§ **Esercizio scritto 1**: Nella recensione riportata di seguito, l'autore definisce «un po' finto» qualcosa e subito dopo scrive «Mi cheterò». Spieghi su che cosa basa il primo giudizio e perché aggiunge la seconda frase.

§ **Testo citato**:

Voto: 8.5

Chiedetemi una città che vorrei radere al suolo e vi risponderò Seattle. Domandatemi, se fossi stato alla guida di un ipotetico Enola Gay post eighties, dove avrei sganciato il mio leggendario fardello, e vi risponderò la culla del grunge. Non l’ho mai tollerato, forse non lo tollererò mai. Erroneamente agganciato a stereotipi lanciati da un baldo e biondo giovane che dopo aver fatto a pezzi tutto quello che gli anni ’80 avevano creato, festeggia in modo bizzarro la sua personale conquista/perdita del mondo sparandosi in bocca, consacrandosi definitivamente come anti eroe essendo andato in culo ai ben più patinati colleghi del decennio precedente. E buonanotte a tutti…

Di lì è un susseguirsi di camice quadrettate, band sgangherate, che inneggiano ad una discutibilissima cultura dell’autodistruzione e dell’odio verso se stesso. Un po’ finto aggiungo io, se si guardano gli album e i contratti firmati dai Pearl Jam; ma questo non è il mio campo, quindi posso essere smentito in qualsiasi momento. Mi cheterò.

§ **Record estratti**:
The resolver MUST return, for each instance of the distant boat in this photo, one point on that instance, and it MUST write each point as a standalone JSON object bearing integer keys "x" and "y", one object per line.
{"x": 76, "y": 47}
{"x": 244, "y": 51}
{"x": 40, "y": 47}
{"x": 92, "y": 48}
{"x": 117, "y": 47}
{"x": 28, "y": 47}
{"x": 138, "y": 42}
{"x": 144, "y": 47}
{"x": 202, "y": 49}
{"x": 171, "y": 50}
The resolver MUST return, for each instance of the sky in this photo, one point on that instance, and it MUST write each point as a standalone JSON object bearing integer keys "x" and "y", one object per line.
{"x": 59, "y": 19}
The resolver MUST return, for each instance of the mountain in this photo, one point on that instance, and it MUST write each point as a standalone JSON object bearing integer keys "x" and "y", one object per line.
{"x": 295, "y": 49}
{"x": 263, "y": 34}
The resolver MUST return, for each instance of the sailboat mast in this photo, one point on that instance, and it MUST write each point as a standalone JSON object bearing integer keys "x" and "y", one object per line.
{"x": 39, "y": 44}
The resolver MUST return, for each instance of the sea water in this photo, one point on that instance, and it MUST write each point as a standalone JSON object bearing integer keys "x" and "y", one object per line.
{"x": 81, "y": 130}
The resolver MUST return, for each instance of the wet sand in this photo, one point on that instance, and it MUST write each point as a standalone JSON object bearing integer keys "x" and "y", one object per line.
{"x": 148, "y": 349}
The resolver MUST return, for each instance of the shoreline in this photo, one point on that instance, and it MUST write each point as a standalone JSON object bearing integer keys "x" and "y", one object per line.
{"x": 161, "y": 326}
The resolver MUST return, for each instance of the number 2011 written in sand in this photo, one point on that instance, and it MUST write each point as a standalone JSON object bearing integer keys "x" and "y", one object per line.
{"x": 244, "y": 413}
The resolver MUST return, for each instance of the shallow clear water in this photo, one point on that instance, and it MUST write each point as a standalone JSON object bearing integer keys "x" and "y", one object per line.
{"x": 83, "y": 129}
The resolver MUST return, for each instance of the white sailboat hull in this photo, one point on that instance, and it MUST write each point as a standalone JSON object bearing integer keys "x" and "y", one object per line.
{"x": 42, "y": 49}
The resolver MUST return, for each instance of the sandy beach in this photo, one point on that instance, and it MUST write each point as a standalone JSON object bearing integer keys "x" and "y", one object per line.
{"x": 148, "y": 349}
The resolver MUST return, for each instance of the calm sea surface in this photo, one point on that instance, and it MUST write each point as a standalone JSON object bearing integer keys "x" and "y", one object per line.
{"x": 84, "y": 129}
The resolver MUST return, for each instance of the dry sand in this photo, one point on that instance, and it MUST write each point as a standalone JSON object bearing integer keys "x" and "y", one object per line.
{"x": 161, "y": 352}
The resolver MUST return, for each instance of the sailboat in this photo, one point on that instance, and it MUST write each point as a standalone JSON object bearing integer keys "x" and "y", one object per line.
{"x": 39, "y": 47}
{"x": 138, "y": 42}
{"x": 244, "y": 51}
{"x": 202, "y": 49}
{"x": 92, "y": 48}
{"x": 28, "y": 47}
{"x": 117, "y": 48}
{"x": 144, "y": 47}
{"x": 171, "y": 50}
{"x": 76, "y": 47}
* * *
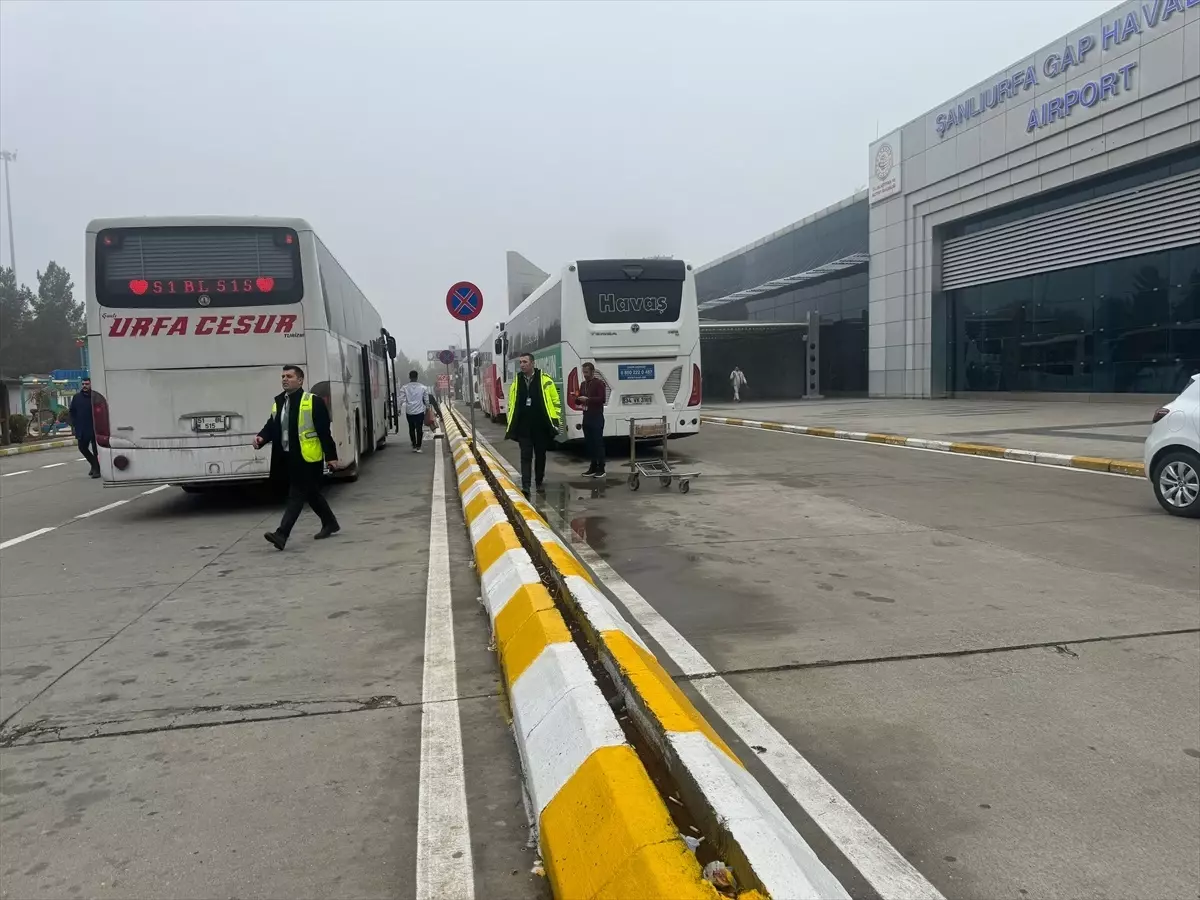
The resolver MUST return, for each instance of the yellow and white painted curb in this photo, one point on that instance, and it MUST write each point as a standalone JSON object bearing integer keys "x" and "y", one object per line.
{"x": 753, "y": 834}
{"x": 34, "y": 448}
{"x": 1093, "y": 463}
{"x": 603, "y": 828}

§ **Esercizio scritto 2**: Individui e trascriva ogni riga dei record che contiene la stringa "sailboat", distinguendo tra maiuscole e minuscole.

§ **Risultato 1**: L'autore basa il giudizio «un po' finto» sugli album e sui contratti firmati dai Pearl Jam. Aggiunge «Mi cheterò» perché riconosce che quello non è il suo campo e che, quindi, può essere smentito in qualsiasi momento.

§ **Risultato 2**:
The resolver MUST return, for each instance of the sailboat mast in this photo, one point on that instance, and it MUST write each point as a standalone JSON object bearing integer keys "x" and "y", one object per line.
The resolver MUST return, for each instance of the white sailboat hull in this photo, one point on that instance, and it MUST write each point as a standalone JSON object bearing integer keys "x" and "y", one object per line.
The resolver MUST return, for each instance of the sailboat in this photo, one point on that instance, and it MUST write each point as a standalone JSON object bearing integer keys "x" and "y", one object per line.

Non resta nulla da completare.